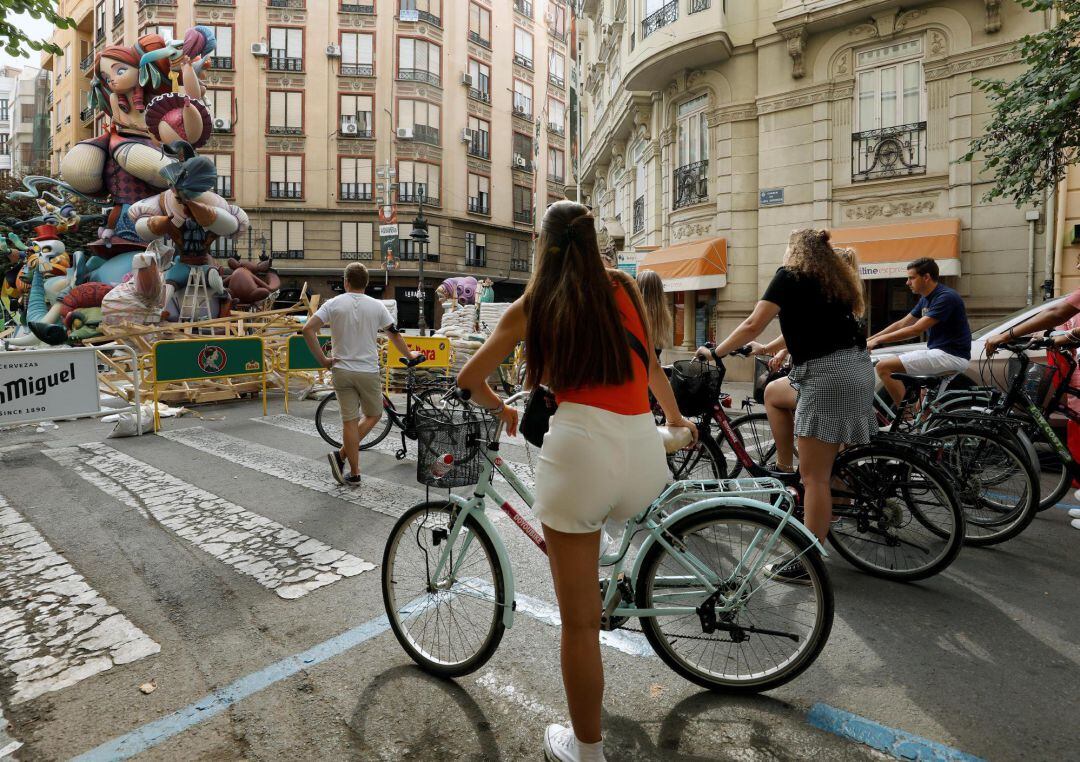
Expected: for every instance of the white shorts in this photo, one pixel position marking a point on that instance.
(932, 363)
(596, 464)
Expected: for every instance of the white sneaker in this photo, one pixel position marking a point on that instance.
(561, 745)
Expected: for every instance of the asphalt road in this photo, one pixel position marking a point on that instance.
(198, 565)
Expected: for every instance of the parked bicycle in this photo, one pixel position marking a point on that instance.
(328, 417)
(699, 582)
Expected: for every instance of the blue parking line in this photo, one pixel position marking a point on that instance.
(889, 740)
(212, 705)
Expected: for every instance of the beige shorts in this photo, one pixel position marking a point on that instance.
(358, 391)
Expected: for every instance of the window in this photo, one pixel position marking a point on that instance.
(219, 103)
(523, 99)
(224, 164)
(480, 132)
(475, 249)
(523, 204)
(420, 10)
(481, 87)
(286, 112)
(286, 176)
(355, 178)
(419, 60)
(356, 241)
(421, 118)
(286, 49)
(556, 68)
(556, 116)
(556, 164)
(480, 194)
(408, 246)
(523, 151)
(480, 25)
(223, 54)
(358, 54)
(523, 48)
(286, 240)
(417, 178)
(356, 110)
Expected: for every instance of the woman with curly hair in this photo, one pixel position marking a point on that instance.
(818, 295)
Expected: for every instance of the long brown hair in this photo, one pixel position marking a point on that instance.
(810, 254)
(657, 312)
(574, 334)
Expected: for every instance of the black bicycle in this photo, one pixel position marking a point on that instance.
(418, 396)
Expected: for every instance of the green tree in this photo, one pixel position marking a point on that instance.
(14, 40)
(1034, 133)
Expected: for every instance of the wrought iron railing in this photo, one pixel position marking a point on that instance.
(286, 190)
(419, 76)
(355, 191)
(889, 152)
(691, 185)
(665, 15)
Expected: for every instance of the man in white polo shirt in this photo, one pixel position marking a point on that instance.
(355, 321)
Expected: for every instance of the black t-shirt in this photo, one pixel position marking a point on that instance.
(812, 325)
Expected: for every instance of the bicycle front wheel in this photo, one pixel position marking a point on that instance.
(775, 628)
(894, 513)
(450, 625)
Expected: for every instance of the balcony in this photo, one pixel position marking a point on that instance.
(690, 185)
(889, 152)
(419, 76)
(286, 190)
(358, 70)
(279, 62)
(355, 191)
(658, 19)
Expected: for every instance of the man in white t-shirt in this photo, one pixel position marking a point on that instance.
(355, 321)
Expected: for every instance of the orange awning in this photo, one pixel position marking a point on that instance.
(883, 250)
(690, 267)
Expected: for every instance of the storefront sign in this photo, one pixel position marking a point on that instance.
(770, 196)
(48, 383)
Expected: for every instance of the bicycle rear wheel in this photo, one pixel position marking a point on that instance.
(773, 633)
(894, 513)
(449, 626)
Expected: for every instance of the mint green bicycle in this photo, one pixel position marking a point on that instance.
(700, 580)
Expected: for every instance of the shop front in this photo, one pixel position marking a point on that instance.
(885, 252)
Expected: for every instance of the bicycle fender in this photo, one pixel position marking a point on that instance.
(500, 552)
(723, 501)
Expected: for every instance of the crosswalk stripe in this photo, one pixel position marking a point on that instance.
(279, 558)
(55, 629)
(377, 494)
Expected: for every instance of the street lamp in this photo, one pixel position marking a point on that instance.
(419, 235)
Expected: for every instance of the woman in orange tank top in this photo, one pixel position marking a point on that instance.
(602, 457)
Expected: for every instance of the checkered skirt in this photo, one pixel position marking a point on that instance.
(836, 397)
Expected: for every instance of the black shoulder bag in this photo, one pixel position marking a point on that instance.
(541, 404)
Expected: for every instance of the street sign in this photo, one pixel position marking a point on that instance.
(436, 349)
(770, 196)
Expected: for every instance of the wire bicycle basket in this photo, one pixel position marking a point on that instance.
(448, 445)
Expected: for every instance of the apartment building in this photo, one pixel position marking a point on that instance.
(328, 112)
(713, 128)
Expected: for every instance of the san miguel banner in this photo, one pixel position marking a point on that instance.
(48, 383)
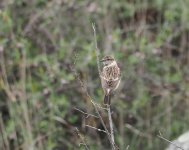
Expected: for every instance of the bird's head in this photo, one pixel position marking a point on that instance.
(107, 60)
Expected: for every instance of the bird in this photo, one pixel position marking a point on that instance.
(110, 77)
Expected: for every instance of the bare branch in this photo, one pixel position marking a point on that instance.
(137, 132)
(100, 130)
(111, 124)
(97, 49)
(161, 137)
(86, 114)
(82, 139)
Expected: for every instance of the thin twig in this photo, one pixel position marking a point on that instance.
(111, 134)
(82, 139)
(161, 137)
(96, 48)
(111, 124)
(87, 94)
(86, 114)
(100, 130)
(137, 132)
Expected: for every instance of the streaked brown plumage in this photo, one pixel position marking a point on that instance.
(110, 77)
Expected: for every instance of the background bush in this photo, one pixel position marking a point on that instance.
(40, 41)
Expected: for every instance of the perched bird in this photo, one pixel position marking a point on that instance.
(110, 77)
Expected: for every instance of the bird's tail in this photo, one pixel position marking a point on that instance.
(107, 99)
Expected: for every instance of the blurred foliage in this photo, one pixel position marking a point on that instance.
(41, 41)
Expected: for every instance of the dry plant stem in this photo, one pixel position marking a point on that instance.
(4, 137)
(111, 134)
(93, 103)
(161, 137)
(111, 124)
(82, 139)
(96, 48)
(86, 114)
(95, 128)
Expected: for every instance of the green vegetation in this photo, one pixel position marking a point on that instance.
(43, 42)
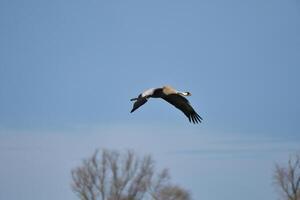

=======

**Anforderung:** Gib die gesamte Auflistung erneut aus und benenne dabei jedes „photo“ in „image“ um, ohne sonst etwas zu verändern. Die Bilder gehören nicht in die Antwort.

**Ergebnis der Aufgabe:**
Expected: for every instance of the white shorts in this image, one pixel position marking a point on that instance.
(932, 363)
(596, 464)
Expected: for every instance of the white sneaker in this image, one pixel position marking a point on that instance.
(561, 745)
Expected: for every instance of the asphalt road in this image, one pixel position marking a point on that instance.
(198, 565)
Expected: for every instance of the parked bicycle in this image, one pixel position marking a point on that instance.
(328, 417)
(699, 582)
Expected: for every instance of the blue parking line in this image, one pixel position marking a point on that instance.
(889, 740)
(212, 705)
Expected: for every instance of the beige shorts in this image, one pixel position marking a point on that instance.
(358, 391)
Expected: for every instance of the window in this image, one pixel position marking a point on that instance.
(219, 103)
(523, 99)
(224, 164)
(480, 132)
(475, 249)
(523, 204)
(420, 10)
(481, 87)
(286, 112)
(286, 176)
(355, 178)
(419, 60)
(356, 241)
(421, 118)
(286, 49)
(556, 68)
(556, 116)
(556, 164)
(480, 194)
(408, 246)
(523, 151)
(480, 25)
(223, 54)
(358, 54)
(523, 48)
(286, 240)
(417, 178)
(356, 110)
Expected: for every instance of the woman with curly hair in this image, one pixel position marking a point on that instance.
(818, 295)
Expected: for every instance of the long brown hair in this image, one pixel position marking a point on that instance.
(810, 254)
(657, 312)
(574, 334)
Expected: for every instance of the black bicycle in this image, one pixel position marking a point on that instance.
(418, 396)
Expected: for every instance of the green tree in this image, one pixel position marking a point on that instance.
(14, 40)
(1034, 133)
Expected: for every instance of the wrought iron railing in this image, one pixel position marking a point on that instance.
(286, 190)
(419, 76)
(355, 191)
(889, 152)
(691, 185)
(665, 15)
Expected: for every instance of the man in white polo shirt in this image, one pixel position marking a point on that instance.
(355, 321)
Expected: for every instance of the black t-shirt in this image, one pixel position marking a point on that instance.
(812, 325)
Expected: for every instance of the bicycle front wheel in this image, one pixel position marking a point on that instance.
(775, 628)
(894, 513)
(450, 625)
Expected: for every instance of the balcony in this image, one pixel position marking a point on that instance.
(690, 185)
(889, 152)
(419, 76)
(286, 190)
(358, 70)
(279, 62)
(355, 191)
(658, 19)
Expected: for every instance of the man in white t-shirt in this image, one pixel position marking a point on that instance.
(355, 321)
Expected: for every instance of the orange awning in this image, one pixel position marking a point on that instance.
(883, 250)
(690, 267)
Expected: for every instance of the storefront sign in this image, one pixel position marking a point on that instance.
(770, 196)
(48, 383)
Expected: for every instance of the bicycle rear wheel in this image, one pixel position marking a point on that instance.
(773, 633)
(894, 513)
(449, 626)
Expected: for every instance of the mint green bicycle in this image, one pixel position marking a point on that instance.
(700, 580)
Expected: for every instance of the shop front in this image, one pixel position marking a point on that instance.
(885, 252)
Expected: for every instance of the bicycle fender in this image, one pixel position marking a point on that instance.
(500, 552)
(723, 501)
Expected: for every instance of the crosswalk stripe in this image, one pixel position marking a point on that instance.
(279, 558)
(55, 629)
(377, 494)
Expected: for every instance of the street lamp in this image, one pixel position marking a point on that instance.
(419, 235)
Expected: for every instance of the woman in orange tank top in this image, one pixel position marking a point on that instance.
(602, 457)
Expected: for every instance of the checkered skirt in this image, one pixel position marking a point on that instance.
(836, 397)
Expected: for every instance of the black shoulder bag in this image, one pixel position marking a point on that instance.
(541, 404)
Expected: for every instance of the street sign in this image, one pixel position marking a point on that instance.
(436, 349)
(770, 196)
Expected: for every instance of the wire bicycle basket in this image, one pixel position marking a point on that instance.
(448, 445)
Expected: for every instance of the apartment building in this image, one pixel position marking a point on that instance.
(328, 112)
(713, 128)
Expected: for every instance of the san miguel banner in this image, one pixel position marking a point on that instance.
(48, 383)
Expected: for every instance of the bird's head in this image, one pixel position marking a point on that instance.
(107, 60)
Expected: for every instance of the bird in this image, one pixel position marking a point on that instance.
(110, 77)
Expected: for every instance of the bare branch in this image, one pixel position marking a point on that instance.
(137, 132)
(100, 130)
(111, 124)
(97, 49)
(161, 137)
(86, 114)
(82, 139)
Expected: for every instance of the thin twig in this image, one pixel position marking a point on that instance.
(111, 134)
(82, 139)
(161, 137)
(96, 48)
(111, 124)
(87, 94)
(86, 114)
(100, 130)
(137, 132)
Expected: for every instance of the streaked brown plumage in this image, one pixel position marking a point on that instance.
(110, 77)
Expected: for every instance of the background bush in this image, one pixel position marking a point on that instance.
(40, 41)
Expected: for every instance of the perched bird in this image, one pixel position marking a point on that instance.
(110, 77)
Expected: for every instance of the bird's tail in this image, one pixel position marking a point on that instance.
(107, 99)
Expected: for every instance of the blurred foliage in this image, one pixel position marking a point on that instance.
(41, 41)
Expected: for every instance of the dry plant stem in this image, one pixel position marking a point on that instance.
(4, 137)
(111, 134)
(93, 103)
(161, 137)
(111, 124)
(82, 139)
(96, 48)
(86, 114)
(95, 128)
Expected: for every instance of the green vegetation in this image, one pixel position marking a point on that instance.
(43, 42)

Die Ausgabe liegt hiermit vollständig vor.